Required work = Copy out each record below, exactly as given.

Data supplied =
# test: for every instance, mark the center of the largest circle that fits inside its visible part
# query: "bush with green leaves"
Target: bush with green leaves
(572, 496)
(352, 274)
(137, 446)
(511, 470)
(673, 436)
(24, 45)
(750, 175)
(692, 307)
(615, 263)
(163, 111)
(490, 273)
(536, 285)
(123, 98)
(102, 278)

Response to the exercise =
# test: for every instance, mark the center of the largest circle that fits inside its visible part
# query: "bush with green leaves"
Target: bush with green leaves
(572, 496)
(352, 274)
(137, 446)
(511, 470)
(673, 436)
(24, 45)
(750, 175)
(692, 307)
(615, 263)
(163, 111)
(490, 273)
(536, 285)
(123, 98)
(102, 278)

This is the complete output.